WHAT THE EXERCISE ASKS ▸ Lay out the material below as a two-column CSV with the headers request and answer. Put each request with all of its points in one row, quote every field, and replace line breaks with spaces.

GIVEN INFORMATION ▸
⁂
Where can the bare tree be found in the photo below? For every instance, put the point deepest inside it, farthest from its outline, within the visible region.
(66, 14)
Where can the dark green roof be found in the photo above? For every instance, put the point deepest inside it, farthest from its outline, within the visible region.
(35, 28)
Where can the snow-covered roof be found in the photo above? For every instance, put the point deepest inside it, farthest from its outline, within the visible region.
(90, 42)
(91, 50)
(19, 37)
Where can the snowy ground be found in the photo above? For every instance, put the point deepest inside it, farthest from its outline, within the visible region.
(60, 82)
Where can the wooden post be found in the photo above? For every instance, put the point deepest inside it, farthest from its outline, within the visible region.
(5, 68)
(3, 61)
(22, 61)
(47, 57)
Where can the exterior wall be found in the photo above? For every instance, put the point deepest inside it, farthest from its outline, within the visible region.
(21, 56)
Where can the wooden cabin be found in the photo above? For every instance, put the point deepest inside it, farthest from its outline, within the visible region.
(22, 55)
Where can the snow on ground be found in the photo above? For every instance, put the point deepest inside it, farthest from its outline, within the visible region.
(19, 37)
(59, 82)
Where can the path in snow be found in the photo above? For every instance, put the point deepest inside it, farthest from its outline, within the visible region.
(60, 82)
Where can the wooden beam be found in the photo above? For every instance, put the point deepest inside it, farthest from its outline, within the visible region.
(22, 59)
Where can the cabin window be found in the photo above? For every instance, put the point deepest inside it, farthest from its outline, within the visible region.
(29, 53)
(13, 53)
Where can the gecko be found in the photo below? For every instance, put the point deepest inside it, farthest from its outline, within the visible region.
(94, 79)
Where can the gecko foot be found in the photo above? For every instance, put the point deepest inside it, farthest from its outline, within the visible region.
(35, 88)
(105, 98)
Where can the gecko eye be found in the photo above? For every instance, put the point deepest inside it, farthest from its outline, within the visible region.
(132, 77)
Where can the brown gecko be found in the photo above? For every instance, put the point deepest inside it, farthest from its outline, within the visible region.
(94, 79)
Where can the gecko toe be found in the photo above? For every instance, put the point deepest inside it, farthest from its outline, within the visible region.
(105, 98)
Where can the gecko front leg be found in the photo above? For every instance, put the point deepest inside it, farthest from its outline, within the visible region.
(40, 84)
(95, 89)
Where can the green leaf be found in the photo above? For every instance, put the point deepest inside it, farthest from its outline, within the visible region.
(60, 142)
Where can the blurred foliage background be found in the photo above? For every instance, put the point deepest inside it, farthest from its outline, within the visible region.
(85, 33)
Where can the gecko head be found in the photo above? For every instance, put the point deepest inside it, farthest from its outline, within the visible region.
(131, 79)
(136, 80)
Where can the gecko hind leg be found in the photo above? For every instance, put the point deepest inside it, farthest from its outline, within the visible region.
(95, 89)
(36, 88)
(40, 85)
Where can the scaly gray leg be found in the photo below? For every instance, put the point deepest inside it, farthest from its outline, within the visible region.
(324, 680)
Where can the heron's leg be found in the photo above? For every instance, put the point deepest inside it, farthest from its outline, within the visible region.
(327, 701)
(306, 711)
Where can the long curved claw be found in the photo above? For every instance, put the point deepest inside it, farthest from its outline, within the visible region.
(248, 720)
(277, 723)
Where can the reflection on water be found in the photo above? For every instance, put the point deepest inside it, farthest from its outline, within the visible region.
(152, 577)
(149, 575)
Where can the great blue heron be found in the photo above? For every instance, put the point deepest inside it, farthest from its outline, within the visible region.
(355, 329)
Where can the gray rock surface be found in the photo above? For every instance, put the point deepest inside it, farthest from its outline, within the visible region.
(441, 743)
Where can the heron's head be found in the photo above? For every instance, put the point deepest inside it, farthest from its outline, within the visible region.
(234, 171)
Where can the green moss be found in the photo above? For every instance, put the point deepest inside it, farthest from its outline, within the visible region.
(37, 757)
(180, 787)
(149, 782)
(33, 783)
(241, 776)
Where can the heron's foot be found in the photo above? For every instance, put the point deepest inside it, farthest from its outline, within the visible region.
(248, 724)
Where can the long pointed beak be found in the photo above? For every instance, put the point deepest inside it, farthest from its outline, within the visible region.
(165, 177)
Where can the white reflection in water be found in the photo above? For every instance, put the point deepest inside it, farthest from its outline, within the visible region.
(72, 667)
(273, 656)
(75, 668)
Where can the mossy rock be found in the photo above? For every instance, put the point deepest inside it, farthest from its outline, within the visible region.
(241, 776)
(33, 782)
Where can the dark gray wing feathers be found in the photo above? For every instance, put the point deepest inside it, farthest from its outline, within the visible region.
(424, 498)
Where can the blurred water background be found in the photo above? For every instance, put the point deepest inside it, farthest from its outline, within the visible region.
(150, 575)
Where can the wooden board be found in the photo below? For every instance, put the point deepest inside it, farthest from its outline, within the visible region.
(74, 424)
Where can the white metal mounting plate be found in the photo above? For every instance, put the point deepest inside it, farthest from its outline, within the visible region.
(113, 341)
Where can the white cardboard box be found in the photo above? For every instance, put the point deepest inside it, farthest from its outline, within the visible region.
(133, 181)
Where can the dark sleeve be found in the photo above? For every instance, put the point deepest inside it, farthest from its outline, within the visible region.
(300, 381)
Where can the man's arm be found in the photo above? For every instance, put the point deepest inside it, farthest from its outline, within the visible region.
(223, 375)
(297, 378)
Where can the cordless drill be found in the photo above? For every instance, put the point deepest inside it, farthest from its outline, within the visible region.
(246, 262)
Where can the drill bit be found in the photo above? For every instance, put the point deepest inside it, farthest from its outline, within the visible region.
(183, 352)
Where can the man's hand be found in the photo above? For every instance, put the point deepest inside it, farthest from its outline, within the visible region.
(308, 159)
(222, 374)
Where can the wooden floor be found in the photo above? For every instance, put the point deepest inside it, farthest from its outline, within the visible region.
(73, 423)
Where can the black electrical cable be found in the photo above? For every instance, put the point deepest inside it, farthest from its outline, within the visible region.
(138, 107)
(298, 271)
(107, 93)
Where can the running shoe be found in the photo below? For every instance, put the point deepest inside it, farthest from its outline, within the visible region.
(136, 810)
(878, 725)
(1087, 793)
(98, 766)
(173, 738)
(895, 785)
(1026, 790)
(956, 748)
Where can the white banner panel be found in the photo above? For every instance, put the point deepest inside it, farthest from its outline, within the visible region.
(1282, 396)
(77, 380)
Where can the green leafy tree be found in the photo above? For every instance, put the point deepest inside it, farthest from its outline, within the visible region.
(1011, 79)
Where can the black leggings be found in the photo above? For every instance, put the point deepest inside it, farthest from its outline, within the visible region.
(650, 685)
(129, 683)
⁂
COMPLETE ANSWER ▸
request,answer
"Where can the bare tree be found in the photo below? For every instance, put the point deepest inside it, farthest from its outline, within the visible region.","(66, 14)"
"Where can the dark green roof be found in the photo above? For every instance, put the point deepest inside it, farthest from its outline, within the visible region.","(35, 28)"
"Where can the snow-covered roof be found in the photo above? For every instance, put the point deepest inside it, farthest from its outline, within the visible region.","(90, 42) (91, 50) (19, 37)"
"Where can the snowy ground be found in the photo above? For every instance, put the point deepest inside it, farthest from its outline, within the visible region.","(60, 82)"
"Where can the wooden post be found in the photo above? For every instance, put the point deepest inside it, farthest from its outline, within the visible region.","(5, 68) (3, 61) (22, 61) (47, 57)"
"Where can the exterior wall be found in the photo above? For every instance, put the point deepest inside it, farthest from its outline, within the visible region.","(21, 56)"
"Where can the wooden cabin be found in the photo above? For every instance, put the point deepest inside it, farthest from its outline, within the visible region.","(22, 55)"
"Where can the snow on ground be found in the photo above? For every instance, put the point deepest inside it, farthest from its outline, within the visible region.","(19, 37) (59, 82)"
"Where can the path in snow be found in the photo above? For every instance, put the point deepest inside it, farthest from its outline, within the visible region.","(60, 82)"
"Where can the wooden beam be found in the photo above? For every instance, put the point deepest inside it, farthest from its outline, within the visible region.","(22, 59)"
"Where can the cabin window be found in the photo above? For every instance, put the point deepest inside it, farthest from its outline, within the visible region.","(29, 53) (13, 53)"
"Where can the gecko be found in the photo below? For every instance, put the point deepest inside it, farthest from its outline, within the visible region.","(94, 79)"
"Where can the gecko foot be found in the photo above? For every instance, put the point deepest inside it, farthest from its outline, within the visible region.","(35, 88) (105, 98)"
"Where can the gecko eye be found in the photo above? For every instance, put the point deepest inside it, farthest from its outline, within the visible region.","(132, 77)"
"Where can the brown gecko be found in the photo above? For every instance, put the point deepest inside it, farthest from its outline, within the visible region.","(94, 79)"
"Where can the gecko toe be found in the photo above? For every instance, put the point deepest inside it, farthest from its outline, within the visible region.","(105, 98)"
"Where can the gecko front leg be found in the photo above? For every instance, put the point deepest inside it, farthest from its outline, within the visible region.","(40, 84) (95, 89)"
"Where can the green leaf be found in the photo above? For every instance, put the point deepest inside it, farthest from its outline, within the visible region.","(60, 142)"
"Where can the blurred foliage background be found in the photo above? For every instance, put the point deepest inside it, farthest from its outline, within the visible region.","(85, 33)"
"Where can the gecko head be found in the photo above? For every instance, put the point deepest inside it, farthest from its outline, within the visible region.","(131, 79) (136, 80)"
"Where can the gecko hind leg be found in the photo above? For every instance, put the point deepest inside it, farthest from its outline, within the visible region.","(95, 89) (36, 88) (40, 85)"
"Where can the scaly gray leg be found in the photo below? For every instance, put the point deepest inside it, farthest from its outline, within the visible region.","(324, 680)"
"Where can the heron's leg be found in the photo above? For every instance, put the point deepest inside it, farthest from its outline, within the visible region.","(327, 701) (306, 711)"
"Where can the long curved claw be found in the photo above? For every instance, put the point deepest inside it, farthest from its outline, within the visible region.","(248, 720) (277, 723)"
"Where can the reflection on water be found in the photo above? For every instance, put the point deepest inside it, farthest from its outline, within the visible region.","(152, 577) (149, 575)"
"Where can the great blue heron be found in the photo above? For every instance, put the point deepest inside it, farthest from its outline, within the visible region.","(355, 329)"
"Where can the gray rock surface be found in the photo above? For every instance, put the point deepest inside it, farthest from its outline, within the visible region.","(441, 743)"
"Where can the heron's head be found in the photo above? For every instance, put the point deepest inside it, farthest from its outline, within the visible region.","(234, 171)"
"Where can the green moss be found in the photo above? For every instance, put the point deepest inside it, farthest from its outline, within the visible region.","(37, 757) (180, 787) (149, 782) (33, 783) (241, 776)"
"Where can the heron's foot be found in the photo above? For every instance, put the point deepest inside it, farthest from its outline, within the visible region.","(248, 724)"
"Where can the long pointed beak be found in the photo above? For every instance, put the point deepest inside it, farthest from its outline, within the visible region.","(165, 177)"
"Where can the white reflection in water be found in the photo above? For every instance, put the point deepest inside it, farthest from its outline, within the visible region.","(72, 667) (273, 656) (75, 668)"
"Where can the mossy rock be found in the photo above? For every instance, put the point deepest inside it, farthest from its outline, within the visible region.","(241, 776) (33, 782)"
"Where can the dark gray wing feathers be found in the photo above? For every instance, put the point deepest inside it, farthest from its outline, within the visible region.","(424, 498)"
"Where can the blurred water background be found in the photo above? For every instance, put the point deepest inside it, farthest from its outline, within the visible region.","(150, 575)"
"Where can the wooden board be found in the photo below? For every instance, put the point deepest inside it, farthest from its outline, within the visible region.","(74, 424)"
"Where can the white metal mounting plate be found in the photo above? For every instance, put the point deepest inside it, farthest from its outline, within the visible region.","(113, 341)"
"Where can the white cardboard box be found in the photo above? For every instance, put the point deepest inside it, farthest from its outline, within the visible region.","(133, 181)"
"Where can the dark sleeve be found in the photo above? For every instance, put the point deepest inside it, farthest from its outline, within the visible region.","(300, 381)"
"Where can the man's arm be found in the photo above? For every instance, put the point deepest inside it, farthest from its outline, within the visible region.","(223, 375) (297, 378)"
"Where can the cordless drill be found in the photo above? For every instance, put the point deepest inside it, farthest from its outline, within the visible region.","(246, 262)"
"Where can the drill bit be found in the photo above? For every instance, put the point deepest inside it, farthest from its outline, within the visible region.","(183, 352)"
"Where can the man's hand be found in the photo above? For every instance, put the point deepest inside it, farthest from its outline, within the visible region.","(308, 159) (222, 374)"
"Where can the wooden floor be found in the photo above? For every instance, put the point deepest inside it, farthest from its outline, within the visible region.","(73, 423)"
"Where can the black electrical cable be found in the photo above? For every instance, put the point deepest inside it, farthest from its outline, within the visible region.","(138, 107) (298, 271) (107, 93)"
"Where can the running shoe be found in the photo below? For every instance, put the point deepest inside it, farthest from its outline, within the visible region.","(136, 810) (878, 725) (1087, 793) (98, 766) (173, 738) (895, 785) (1026, 790) (956, 748)"
"Where can the white banner panel be found in the photo above? For every instance, put the point deepest inside it, farthest from its outline, within the visible region.","(1282, 396) (77, 380)"
"Where can the green leafy tree be found in the photo above? For every instance, put the point deepest inside it, farthest from its outline, within the visible region.","(1011, 79)"
"Where can the black leggings be found in the photo above? For every instance, put the point deepest inside it, farthest from its outline, within the visible region.","(650, 685) (129, 683)"